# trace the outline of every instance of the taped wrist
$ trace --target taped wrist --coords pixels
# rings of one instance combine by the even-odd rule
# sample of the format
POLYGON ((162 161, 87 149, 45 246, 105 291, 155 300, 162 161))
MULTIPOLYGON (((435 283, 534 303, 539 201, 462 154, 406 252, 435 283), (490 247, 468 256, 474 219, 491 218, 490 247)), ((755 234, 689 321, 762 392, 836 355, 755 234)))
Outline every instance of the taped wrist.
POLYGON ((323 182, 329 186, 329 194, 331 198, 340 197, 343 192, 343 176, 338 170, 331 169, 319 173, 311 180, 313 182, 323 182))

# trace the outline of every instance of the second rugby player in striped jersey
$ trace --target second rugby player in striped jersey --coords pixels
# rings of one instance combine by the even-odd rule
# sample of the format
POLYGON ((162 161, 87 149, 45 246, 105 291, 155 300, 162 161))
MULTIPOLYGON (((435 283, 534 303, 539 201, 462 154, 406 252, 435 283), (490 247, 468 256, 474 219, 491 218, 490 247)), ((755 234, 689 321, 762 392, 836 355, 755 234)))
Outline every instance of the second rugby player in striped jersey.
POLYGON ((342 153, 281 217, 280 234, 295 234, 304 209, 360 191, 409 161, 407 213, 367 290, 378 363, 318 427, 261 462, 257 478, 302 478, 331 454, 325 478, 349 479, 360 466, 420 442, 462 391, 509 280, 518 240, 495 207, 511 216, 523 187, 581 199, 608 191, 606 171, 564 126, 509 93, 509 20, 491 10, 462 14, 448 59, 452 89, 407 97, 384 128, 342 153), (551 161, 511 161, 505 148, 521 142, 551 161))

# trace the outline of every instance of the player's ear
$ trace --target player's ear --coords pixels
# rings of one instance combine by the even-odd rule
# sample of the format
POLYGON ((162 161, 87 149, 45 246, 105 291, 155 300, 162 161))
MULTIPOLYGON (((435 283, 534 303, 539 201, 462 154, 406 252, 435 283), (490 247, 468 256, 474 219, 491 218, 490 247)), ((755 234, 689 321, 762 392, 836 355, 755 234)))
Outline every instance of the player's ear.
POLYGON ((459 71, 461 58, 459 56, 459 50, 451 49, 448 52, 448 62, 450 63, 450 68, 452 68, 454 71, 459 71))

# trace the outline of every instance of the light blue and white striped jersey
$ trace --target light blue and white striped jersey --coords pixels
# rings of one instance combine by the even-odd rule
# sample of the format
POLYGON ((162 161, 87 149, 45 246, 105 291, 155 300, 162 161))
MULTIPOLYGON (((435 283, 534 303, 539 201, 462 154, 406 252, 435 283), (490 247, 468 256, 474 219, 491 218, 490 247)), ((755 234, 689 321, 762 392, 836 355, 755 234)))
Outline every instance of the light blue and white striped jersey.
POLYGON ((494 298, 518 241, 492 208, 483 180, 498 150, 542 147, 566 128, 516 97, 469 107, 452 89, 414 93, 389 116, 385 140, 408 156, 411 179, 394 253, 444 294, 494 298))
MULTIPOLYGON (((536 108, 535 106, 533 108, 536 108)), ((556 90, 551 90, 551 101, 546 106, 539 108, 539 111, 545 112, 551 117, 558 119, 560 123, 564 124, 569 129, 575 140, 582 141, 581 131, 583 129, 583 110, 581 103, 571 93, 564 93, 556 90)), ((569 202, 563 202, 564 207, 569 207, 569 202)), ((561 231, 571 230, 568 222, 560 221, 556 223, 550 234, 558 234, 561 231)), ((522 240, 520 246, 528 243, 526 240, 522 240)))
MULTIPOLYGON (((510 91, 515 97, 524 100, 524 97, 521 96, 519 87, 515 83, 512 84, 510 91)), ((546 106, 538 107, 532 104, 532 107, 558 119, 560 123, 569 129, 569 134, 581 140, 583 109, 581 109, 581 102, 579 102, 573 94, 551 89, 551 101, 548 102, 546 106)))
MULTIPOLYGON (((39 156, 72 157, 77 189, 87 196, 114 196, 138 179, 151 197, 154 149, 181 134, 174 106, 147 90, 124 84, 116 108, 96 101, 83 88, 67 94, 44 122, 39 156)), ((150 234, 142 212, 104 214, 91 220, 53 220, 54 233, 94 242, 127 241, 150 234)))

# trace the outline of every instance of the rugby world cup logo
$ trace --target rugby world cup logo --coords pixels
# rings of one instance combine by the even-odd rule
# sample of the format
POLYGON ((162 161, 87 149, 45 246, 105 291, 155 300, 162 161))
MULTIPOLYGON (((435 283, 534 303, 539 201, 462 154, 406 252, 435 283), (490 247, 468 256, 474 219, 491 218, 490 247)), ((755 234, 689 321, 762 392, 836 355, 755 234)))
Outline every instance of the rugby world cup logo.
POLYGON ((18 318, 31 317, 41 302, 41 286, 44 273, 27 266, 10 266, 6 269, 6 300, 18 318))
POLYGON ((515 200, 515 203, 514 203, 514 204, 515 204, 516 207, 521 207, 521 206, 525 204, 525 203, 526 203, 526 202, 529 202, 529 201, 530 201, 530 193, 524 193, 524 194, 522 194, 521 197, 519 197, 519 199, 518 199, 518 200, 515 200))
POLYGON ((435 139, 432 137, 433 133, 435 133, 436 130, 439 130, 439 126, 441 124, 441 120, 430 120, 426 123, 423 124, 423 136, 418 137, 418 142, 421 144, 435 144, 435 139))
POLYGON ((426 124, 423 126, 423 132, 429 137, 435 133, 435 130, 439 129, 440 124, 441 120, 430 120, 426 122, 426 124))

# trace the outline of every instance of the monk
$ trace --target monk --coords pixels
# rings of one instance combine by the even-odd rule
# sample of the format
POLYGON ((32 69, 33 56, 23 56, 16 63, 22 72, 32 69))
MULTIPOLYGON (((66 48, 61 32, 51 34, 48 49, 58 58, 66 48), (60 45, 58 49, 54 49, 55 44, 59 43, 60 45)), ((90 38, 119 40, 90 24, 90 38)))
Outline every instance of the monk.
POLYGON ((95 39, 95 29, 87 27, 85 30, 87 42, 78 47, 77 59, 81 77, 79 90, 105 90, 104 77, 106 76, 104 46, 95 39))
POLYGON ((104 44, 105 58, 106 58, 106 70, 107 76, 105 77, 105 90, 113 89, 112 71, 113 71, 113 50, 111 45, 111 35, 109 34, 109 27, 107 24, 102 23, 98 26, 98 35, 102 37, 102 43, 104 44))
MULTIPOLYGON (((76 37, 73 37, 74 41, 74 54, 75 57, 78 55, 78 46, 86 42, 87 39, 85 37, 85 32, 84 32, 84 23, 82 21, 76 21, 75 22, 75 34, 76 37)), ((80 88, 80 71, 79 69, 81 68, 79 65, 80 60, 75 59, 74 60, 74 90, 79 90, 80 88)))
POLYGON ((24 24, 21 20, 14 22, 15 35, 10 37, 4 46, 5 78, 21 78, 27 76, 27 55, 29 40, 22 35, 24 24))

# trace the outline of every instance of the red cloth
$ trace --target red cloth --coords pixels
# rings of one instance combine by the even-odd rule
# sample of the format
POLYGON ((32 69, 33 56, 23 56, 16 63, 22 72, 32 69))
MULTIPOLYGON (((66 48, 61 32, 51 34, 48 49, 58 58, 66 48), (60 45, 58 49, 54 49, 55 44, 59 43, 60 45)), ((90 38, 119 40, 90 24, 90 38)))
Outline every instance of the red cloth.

Work to do: Copy out the entire listing above line for line, with no changes.

Full solution:
# trace the outline of every instance of the taped wrist
$ trace --target taped wrist --coords pixels
# rings of one instance combine by the even-odd rule
# sample of the format
POLYGON ((162 161, 87 149, 45 246, 105 291, 155 300, 162 161))
MULTIPOLYGON (((435 283, 534 303, 539 201, 462 154, 406 252, 435 283), (490 247, 468 256, 474 219, 491 218, 490 247)), ((755 234, 689 321, 762 392, 836 355, 755 234)))
Outline every instance of the taped wrist.
POLYGON ((323 182, 329 186, 329 194, 331 198, 340 197, 343 192, 343 176, 338 170, 331 169, 319 173, 311 180, 313 182, 323 182))

# trace the outline of every instance of the second rugby player in striped jersey
$ trace --target second rugby player in striped jersey --coords pixels
# rings of one instance combine by the even-odd rule
# sample of the format
POLYGON ((162 161, 87 149, 45 246, 105 291, 155 300, 162 161))
MULTIPOLYGON (((435 283, 534 303, 539 201, 462 154, 406 252, 435 283), (490 247, 468 256, 474 219, 491 218, 490 247)), ((755 234, 689 321, 762 392, 836 355, 755 234)))
Outline every instance of the second rugby player in striped jersey.
POLYGON ((342 153, 281 217, 280 234, 295 234, 304 209, 360 191, 409 161, 407 213, 367 290, 378 363, 318 427, 261 462, 257 478, 302 478, 331 454, 325 478, 349 479, 360 466, 420 442, 462 391, 509 280, 518 240, 495 207, 511 216, 523 187, 581 199, 608 191, 606 171, 564 126, 509 93, 509 20, 491 10, 462 14, 448 59, 452 89, 407 97, 384 128, 342 153), (551 161, 511 161, 505 148, 521 142, 551 161))

# trace the outline of every instance of the player's ear
$ trace --target player's ear --coords pixels
# rings of one instance combine by the even-odd rule
# sample of the format
POLYGON ((162 161, 87 149, 45 246, 105 291, 155 300, 162 161))
MULTIPOLYGON (((435 283, 534 303, 539 201, 462 154, 406 252, 435 283), (490 247, 468 256, 474 219, 491 218, 490 247)), ((755 234, 689 321, 762 392, 836 355, 755 234)))
Outline every instance of the player's ear.
POLYGON ((459 71, 461 58, 459 56, 459 50, 451 49, 448 52, 448 62, 450 63, 450 68, 452 68, 454 71, 459 71))

# trace the outline of every instance of the light blue and white striped jersey
$ trace --target light blue and white striped jersey --coords pixels
# rings of one instance combine by the even-odd rule
# sample of the format
POLYGON ((162 161, 87 149, 45 246, 105 291, 155 300, 162 161))
MULTIPOLYGON (((435 283, 534 303, 539 201, 462 154, 406 252, 435 283), (490 247, 468 256, 474 219, 491 218, 490 247)), ((755 234, 689 321, 762 392, 836 355, 755 234)))
Outline every instance of the light blue and white striped jersey.
POLYGON ((494 298, 518 241, 492 208, 483 180, 498 150, 542 147, 566 128, 516 97, 469 107, 452 89, 414 93, 389 116, 385 140, 408 156, 411 179, 394 253, 444 294, 494 298))
MULTIPOLYGON (((536 108, 535 106, 533 108, 536 108)), ((556 90, 551 90, 551 101, 546 106, 539 108, 539 111, 545 112, 551 117, 558 119, 560 123, 564 124, 569 129, 575 140, 582 141, 581 131, 583 129, 583 110, 581 103, 571 93, 564 93, 556 90)), ((569 202, 563 202, 564 207, 569 207, 569 202)), ((561 231, 571 230, 568 222, 560 221, 556 223, 550 234, 558 234, 561 231)), ((522 240, 520 246, 528 243, 526 240, 522 240)))
MULTIPOLYGON (((510 91, 515 97, 524 100, 524 97, 521 96, 519 87, 515 83, 512 84, 510 91)), ((546 106, 538 107, 532 104, 532 107, 558 119, 560 123, 569 129, 569 134, 581 140, 583 109, 581 109, 581 102, 579 102, 573 94, 551 89, 551 101, 548 102, 546 106)))
MULTIPOLYGON (((39 156, 72 157, 77 189, 87 196, 114 196, 138 179, 151 197, 154 149, 181 134, 174 106, 147 90, 124 84, 116 108, 96 101, 83 88, 67 94, 44 122, 39 156)), ((150 234, 142 212, 104 214, 91 220, 53 220, 54 233, 94 242, 127 241, 150 234)))

# trace the outline of every instance of the rugby world cup logo
$ trace --target rugby world cup logo --coords pixels
# rings of one instance combine by the even-odd rule
# sample of the format
POLYGON ((162 161, 87 149, 45 246, 105 291, 155 300, 162 161))
MULTIPOLYGON (((435 283, 534 303, 539 201, 462 154, 406 252, 435 283), (490 247, 468 256, 474 219, 491 218, 490 247)), ((755 234, 689 321, 762 392, 836 355, 755 234)))
Outline every instance of the rugby world cup logo.
POLYGON ((18 318, 31 317, 41 302, 41 286, 44 273, 27 266, 10 266, 6 269, 6 300, 18 318))
POLYGON ((515 200, 515 203, 514 203, 514 204, 515 204, 516 207, 521 207, 521 206, 525 204, 525 203, 526 203, 526 202, 529 202, 529 201, 530 201, 530 193, 524 193, 524 194, 522 194, 521 197, 519 197, 519 199, 518 199, 518 200, 515 200))
POLYGON ((435 139, 432 137, 433 133, 435 133, 436 130, 439 130, 439 126, 441 124, 441 120, 430 120, 426 123, 423 124, 423 136, 418 137, 418 142, 421 144, 435 144, 435 139))
POLYGON ((426 124, 423 126, 423 132, 429 137, 435 133, 435 130, 439 129, 440 124, 441 120, 430 120, 426 122, 426 124))

# trace the outline of every instance of the monk
$ trace --target monk --coords pixels
# rings of one instance combine by the even-odd rule
# sample of the format
POLYGON ((32 69, 33 56, 23 56, 16 63, 22 72, 32 69))
MULTIPOLYGON (((66 48, 61 32, 51 34, 48 49, 58 58, 66 48), (60 45, 58 49, 54 49, 55 44, 59 43, 60 45)), ((90 38, 119 40, 90 24, 90 38)))
Outline every instance of the monk.
POLYGON ((95 39, 95 29, 87 27, 85 30, 87 42, 78 47, 77 59, 81 77, 79 90, 105 90, 104 77, 106 76, 104 46, 95 39))
POLYGON ((104 44, 105 58, 106 58, 106 70, 107 76, 105 77, 105 90, 113 89, 112 71, 113 71, 113 50, 111 45, 111 35, 109 34, 109 27, 107 24, 102 23, 98 26, 98 35, 102 37, 102 43, 104 44))
MULTIPOLYGON (((76 37, 73 37, 74 41, 74 54, 75 57, 78 55, 78 46, 86 42, 87 39, 85 37, 85 32, 84 32, 84 23, 82 21, 76 21, 75 22, 75 34, 76 37)), ((80 88, 80 71, 79 69, 81 68, 79 65, 80 60, 75 59, 74 60, 74 90, 79 90, 80 88)))
POLYGON ((24 24, 21 20, 14 22, 15 35, 10 37, 4 46, 5 78, 21 78, 27 76, 27 55, 29 40, 22 35, 24 24))

# trace the outline of every instance of the red cloth
$ trace --target red cloth --coords pixels
# rings of one instance combine by the even-odd rule
# sample of the format
POLYGON ((32 69, 33 56, 23 56, 16 63, 22 72, 32 69))
MULTIPOLYGON (((66 48, 61 32, 51 34, 48 49, 58 58, 66 48), (60 45, 58 49, 54 49, 55 44, 59 43, 60 45)), ((90 38, 119 40, 90 24, 90 38)))
Outline every instance of the red cloth.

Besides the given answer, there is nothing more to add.